### Task details
When you write out the entries, keep every line exactly as it appears.

▬▬▬

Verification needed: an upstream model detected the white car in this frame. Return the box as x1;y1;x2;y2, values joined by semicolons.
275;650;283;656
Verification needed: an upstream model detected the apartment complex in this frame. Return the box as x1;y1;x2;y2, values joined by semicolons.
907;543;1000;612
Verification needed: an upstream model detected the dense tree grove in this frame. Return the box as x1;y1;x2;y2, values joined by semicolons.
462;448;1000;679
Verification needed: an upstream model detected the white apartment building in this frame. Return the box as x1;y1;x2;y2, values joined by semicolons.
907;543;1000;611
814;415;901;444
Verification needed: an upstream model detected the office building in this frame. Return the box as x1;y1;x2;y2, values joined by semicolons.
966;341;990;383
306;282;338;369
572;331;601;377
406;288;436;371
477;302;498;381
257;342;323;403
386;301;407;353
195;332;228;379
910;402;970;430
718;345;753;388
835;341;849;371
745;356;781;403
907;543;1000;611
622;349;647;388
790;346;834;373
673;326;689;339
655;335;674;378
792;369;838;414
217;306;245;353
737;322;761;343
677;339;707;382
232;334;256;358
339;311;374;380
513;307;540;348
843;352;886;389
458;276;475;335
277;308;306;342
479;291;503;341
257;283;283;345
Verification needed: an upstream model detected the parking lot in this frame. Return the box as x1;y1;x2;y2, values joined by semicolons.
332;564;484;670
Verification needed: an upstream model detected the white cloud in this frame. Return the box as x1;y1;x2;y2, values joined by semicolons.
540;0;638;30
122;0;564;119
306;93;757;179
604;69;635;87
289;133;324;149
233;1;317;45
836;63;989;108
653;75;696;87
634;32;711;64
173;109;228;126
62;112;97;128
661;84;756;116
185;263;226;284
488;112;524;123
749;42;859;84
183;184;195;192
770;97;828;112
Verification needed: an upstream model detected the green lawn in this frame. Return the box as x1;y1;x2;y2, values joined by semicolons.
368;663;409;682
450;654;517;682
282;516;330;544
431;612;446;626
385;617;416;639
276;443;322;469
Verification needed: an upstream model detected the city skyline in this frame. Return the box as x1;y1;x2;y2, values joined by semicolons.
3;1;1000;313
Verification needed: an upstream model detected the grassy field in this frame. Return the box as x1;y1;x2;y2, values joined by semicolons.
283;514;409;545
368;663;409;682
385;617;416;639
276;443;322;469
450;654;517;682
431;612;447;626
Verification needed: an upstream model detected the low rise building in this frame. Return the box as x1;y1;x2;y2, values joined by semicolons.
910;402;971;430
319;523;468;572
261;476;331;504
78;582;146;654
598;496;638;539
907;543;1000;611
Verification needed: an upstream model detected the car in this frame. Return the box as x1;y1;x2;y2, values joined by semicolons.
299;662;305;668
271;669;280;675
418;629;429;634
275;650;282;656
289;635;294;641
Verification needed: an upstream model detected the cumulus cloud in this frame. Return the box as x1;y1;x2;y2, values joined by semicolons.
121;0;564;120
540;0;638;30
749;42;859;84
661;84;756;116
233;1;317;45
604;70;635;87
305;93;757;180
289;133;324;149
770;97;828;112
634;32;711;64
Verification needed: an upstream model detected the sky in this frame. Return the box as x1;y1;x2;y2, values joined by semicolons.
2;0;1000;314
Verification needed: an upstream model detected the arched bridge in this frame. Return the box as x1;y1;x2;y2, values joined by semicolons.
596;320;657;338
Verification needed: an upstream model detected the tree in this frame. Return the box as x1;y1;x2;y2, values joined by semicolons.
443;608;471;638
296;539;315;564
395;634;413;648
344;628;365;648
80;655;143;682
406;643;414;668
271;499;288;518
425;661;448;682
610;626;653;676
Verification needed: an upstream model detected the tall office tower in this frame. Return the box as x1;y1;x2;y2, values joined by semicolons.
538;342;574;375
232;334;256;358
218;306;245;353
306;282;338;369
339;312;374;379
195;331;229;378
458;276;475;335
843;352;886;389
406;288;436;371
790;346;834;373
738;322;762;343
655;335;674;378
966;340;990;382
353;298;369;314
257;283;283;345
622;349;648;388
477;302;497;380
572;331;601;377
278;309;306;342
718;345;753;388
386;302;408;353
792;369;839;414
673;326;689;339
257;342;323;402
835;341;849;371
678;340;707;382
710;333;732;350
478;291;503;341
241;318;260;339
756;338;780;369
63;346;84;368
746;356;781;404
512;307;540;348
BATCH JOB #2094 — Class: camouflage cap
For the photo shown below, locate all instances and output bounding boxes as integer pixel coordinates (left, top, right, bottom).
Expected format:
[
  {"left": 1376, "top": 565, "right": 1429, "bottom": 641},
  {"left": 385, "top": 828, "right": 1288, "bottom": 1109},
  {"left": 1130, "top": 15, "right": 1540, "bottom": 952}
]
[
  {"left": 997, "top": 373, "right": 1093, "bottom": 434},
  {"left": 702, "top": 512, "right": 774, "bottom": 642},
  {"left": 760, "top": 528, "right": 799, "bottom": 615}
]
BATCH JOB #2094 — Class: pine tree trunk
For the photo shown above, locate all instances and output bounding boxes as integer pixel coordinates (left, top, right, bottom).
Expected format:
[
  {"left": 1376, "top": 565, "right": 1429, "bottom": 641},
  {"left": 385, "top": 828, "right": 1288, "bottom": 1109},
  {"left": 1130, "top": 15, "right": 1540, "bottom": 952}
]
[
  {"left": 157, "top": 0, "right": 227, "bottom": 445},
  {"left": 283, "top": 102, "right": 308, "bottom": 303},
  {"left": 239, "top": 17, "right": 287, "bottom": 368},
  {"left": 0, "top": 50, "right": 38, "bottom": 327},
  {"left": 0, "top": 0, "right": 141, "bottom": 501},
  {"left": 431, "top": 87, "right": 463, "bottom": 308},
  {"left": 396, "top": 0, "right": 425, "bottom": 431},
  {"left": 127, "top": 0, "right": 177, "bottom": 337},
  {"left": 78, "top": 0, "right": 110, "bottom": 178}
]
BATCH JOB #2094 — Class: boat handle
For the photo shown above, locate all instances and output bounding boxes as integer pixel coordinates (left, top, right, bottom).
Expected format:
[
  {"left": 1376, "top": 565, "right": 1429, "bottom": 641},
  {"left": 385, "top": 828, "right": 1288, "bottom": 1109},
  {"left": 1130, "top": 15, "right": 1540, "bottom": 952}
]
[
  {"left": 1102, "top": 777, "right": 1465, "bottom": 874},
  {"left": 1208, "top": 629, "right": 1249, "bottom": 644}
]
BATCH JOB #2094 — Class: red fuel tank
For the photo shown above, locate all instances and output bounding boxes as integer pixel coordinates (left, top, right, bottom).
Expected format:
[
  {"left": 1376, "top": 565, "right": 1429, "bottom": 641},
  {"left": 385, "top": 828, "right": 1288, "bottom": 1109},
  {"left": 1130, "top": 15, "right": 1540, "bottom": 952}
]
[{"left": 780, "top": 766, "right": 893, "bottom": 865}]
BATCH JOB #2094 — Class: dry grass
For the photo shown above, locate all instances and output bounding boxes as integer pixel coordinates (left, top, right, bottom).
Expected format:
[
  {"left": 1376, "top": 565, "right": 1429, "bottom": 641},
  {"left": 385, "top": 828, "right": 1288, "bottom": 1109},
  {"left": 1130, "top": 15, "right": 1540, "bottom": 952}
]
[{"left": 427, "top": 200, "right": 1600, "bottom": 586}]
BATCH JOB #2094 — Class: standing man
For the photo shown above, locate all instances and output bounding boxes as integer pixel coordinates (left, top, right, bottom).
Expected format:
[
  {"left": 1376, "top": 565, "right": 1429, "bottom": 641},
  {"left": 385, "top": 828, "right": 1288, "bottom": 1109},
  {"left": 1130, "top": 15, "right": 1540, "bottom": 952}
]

▬▬▬

### Solution
Verification needed: an upstream model detected the white car in this frame. Return the box as x1;y1;x2;y2, values joined by semicolons.
275;650;283;656
Verification needed: an upstream model detected the apartment complex in this frame. Return the box as x1;y1;x2;y2, values joined by semicolons.
907;543;1000;612
Verification needed: an upstream model detected the dense tree grove in this frame. Return the box as x1;y1;x2;y2, values joined by semicolons.
462;448;1000;679
Verification needed: an upstream model detected the white apartment building in this frame. Return the box as x1;y1;x2;y2, values joined by semicolons.
907;543;1000;611
814;415;901;444
Verification needed: an upstream model detected the office building in this frame. Return the box as x1;y1;x2;y2, values joined by semicolons.
966;341;990;383
306;282;338;369
572;331;601;377
406;288;436;371
477;302;498;381
257;342;323;403
386;301;407;353
195;332;228;379
910;402;970;430
718;345;753;388
835;341;849;371
745;356;781;403
907;543;1000;611
622;349;647;388
790;346;834;373
673;326;689;339
655;335;674;378
792;369;838;414
217;306;245;353
737;322;761;343
677;339;707;382
232;334;256;358
339;311;374;380
513;307;540;348
843;352;886;389
458;276;475;335
277;308;306;342
479;291;503;341
257;283;283;345
Verification needed: an upstream model detected the parking lot in this frame. Return the box as x1;y1;x2;y2, values joined by semicolons.
332;564;484;670
Verification needed: an upstream model detected the white cloud in this frame. Return the box as x1;y1;x2;y2, values joined by semicolons.
540;0;638;30
122;0;564;119
306;93;757;179
604;69;635;87
289;133;324;149
233;1;317;45
836;63;989;108
653;75;696;87
634;32;711;64
173;109;228;126
62;112;97;128
661;84;756;116
185;263;226;284
488;112;524;123
749;42;859;84
183;184;195;192
770;97;828;112
Verification needed: an upstream model detected the green lawn in this frame. Return the box as x1;y1;x2;y2, values joined by semicolons.
368;663;409;682
450;654;517;682
282;516;330;544
431;612;446;626
385;617;416;639
276;443;322;469
Verification needed: an upstream model detected the city skyline in this frame. Return the box as x1;y1;x2;y2, values joined by semicolons.
3;1;1000;313
Verification needed: an upstream model detected the grassy field in this frame. Return the box as x1;y1;x2;y2, values joined by semicolons.
283;514;409;545
368;663;409;682
385;617;416;639
276;443;322;469
450;654;517;682
431;612;447;626
Verification needed: an upstream model detected the low rise building in this frame. Return the box as x1;y1;x2;y2, values joined by semicolons.
910;402;971;430
319;523;468;572
261;476;331;504
78;582;146;654
598;496;638;539
907;543;1000;611
Verification needed: an upstream model detected the car in this frame. Return the box as x1;y1;x2;y2, values joined by semicolons.
299;662;305;668
271;669;280;675
418;629;429;634
275;650;282;656
289;635;294;641
Verification needed: an upstream model detected the cumulus cloud in this frame. Return the box as x1;y1;x2;y2, values joined by semicolons.
121;0;564;120
540;0;638;30
749;42;859;84
661;84;756;116
233;1;317;45
604;70;635;87
305;93;757;180
289;133;324;149
770;97;828;112
634;32;711;64
Verification needed: an upstream model detected the sky in this frame. Return the box as x1;y1;x2;y2, values joined by semicolons.
2;0;1000;314
Verification needed: an upstream model detected the arched bridge in this frame. Return the box as x1;y1;x2;y2, values joined by semicolons.
596;320;657;338
Verification needed: an upstream model detected the tree in this frame. Return the box as x1;y1;x2;y2, values joined by semicolons.
443;608;471;638
296;539;315;564
395;634;413;648
344;628;365;648
80;655;143;682
406;643;414;668
271;499;288;518
425;661;448;682
610;626;653;676
Verification needed: an upstream model detected the tall office tower in this frame. Return the box as x1;y1;x2;y2, values joined by semicolons.
538;342;574;375
232;334;256;358
218;306;245;353
306;282;338;369
339;312;374;379
195;331;229;378
458;276;475;335
843;352;886;389
406;288;436;371
790;346;834;373
738;322;762;343
655;335;674;378
966;340;990;382
353;298;369;314
257;283;283;345
622;349;648;388
477;302;497;380
572;331;601;377
278;309;306;342
718;345;753;388
386;302;408;353
792;369;839;414
673;326;689;339
257;342;323;402
835;341;849;371
678;340;707;382
710;333;732;350
478;291;503;341
241;318;260;339
756;338;780;369
63;346;84;368
746;356;781;404
512;307;540;348
BATCH JOB #2094 — Class: camouflage cap
For the photo shown below, locate all instances and output bounding boxes as integer pixel coordinates (left, top, right, bottom).
Expected format:
[
  {"left": 1376, "top": 565, "right": 1429, "bottom": 641},
  {"left": 385, "top": 828, "right": 1288, "bottom": 1109},
  {"left": 1130, "top": 15, "right": 1540, "bottom": 952}
]
[
  {"left": 997, "top": 373, "right": 1093, "bottom": 434},
  {"left": 702, "top": 512, "right": 774, "bottom": 642},
  {"left": 760, "top": 528, "right": 799, "bottom": 615}
]
BATCH JOB #2094 — Class: pine tree trunk
For the photo shown above, locate all instances and output bounding boxes as integer pixel coordinates (left, top, right, bottom).
Expected format:
[
  {"left": 1376, "top": 565, "right": 1429, "bottom": 641},
  {"left": 385, "top": 828, "right": 1288, "bottom": 1109},
  {"left": 1130, "top": 15, "right": 1540, "bottom": 952}
]
[
  {"left": 157, "top": 0, "right": 227, "bottom": 445},
  {"left": 283, "top": 102, "right": 308, "bottom": 303},
  {"left": 239, "top": 17, "right": 287, "bottom": 368},
  {"left": 0, "top": 50, "right": 38, "bottom": 327},
  {"left": 0, "top": 0, "right": 141, "bottom": 501},
  {"left": 431, "top": 87, "right": 463, "bottom": 308},
  {"left": 396, "top": 0, "right": 425, "bottom": 431},
  {"left": 127, "top": 0, "right": 177, "bottom": 337},
  {"left": 78, "top": 0, "right": 110, "bottom": 178}
]
BATCH JOB #2094 — Class: boat handle
For the photo shown above, locate all instances and output bounding boxes as integer pixel coordinates (left, top, right, bottom).
Expected format:
[
  {"left": 1376, "top": 565, "right": 1429, "bottom": 641},
  {"left": 385, "top": 828, "right": 1288, "bottom": 1109},
  {"left": 1130, "top": 15, "right": 1540, "bottom": 952}
]
[
  {"left": 1102, "top": 777, "right": 1465, "bottom": 874},
  {"left": 1208, "top": 629, "right": 1249, "bottom": 644}
]
BATCH JOB #2094 — Class: red fuel tank
For the photo shown above, locate all instances and output bounding boxes as integer pixel coordinates (left, top, right, bottom).
Expected format:
[
  {"left": 1376, "top": 565, "right": 1429, "bottom": 641},
  {"left": 385, "top": 828, "right": 1288, "bottom": 1109},
  {"left": 1130, "top": 15, "right": 1540, "bottom": 952}
]
[{"left": 780, "top": 766, "right": 893, "bottom": 865}]
BATCH JOB #2094 — Class: dry grass
For the photo shown above, locate all instances and output bounding boxes as integer pixel coordinates (left, top, right, bottom).
Expected format:
[
  {"left": 1376, "top": 565, "right": 1429, "bottom": 641},
  {"left": 385, "top": 828, "right": 1288, "bottom": 1109},
  {"left": 1130, "top": 15, "right": 1540, "bottom": 952}
]
[{"left": 427, "top": 200, "right": 1600, "bottom": 586}]
BATCH JOB #2094 — Class: standing man
For the photo shown above, locate all instances and output bounding boxes as integer pixel coordinates (left, top, right, bottom).
Expected format:
[
  {"left": 1376, "top": 565, "right": 1429, "bottom": 641},
  {"left": 385, "top": 828, "right": 1288, "bottom": 1109},
  {"left": 1130, "top": 15, "right": 1540, "bottom": 952}
]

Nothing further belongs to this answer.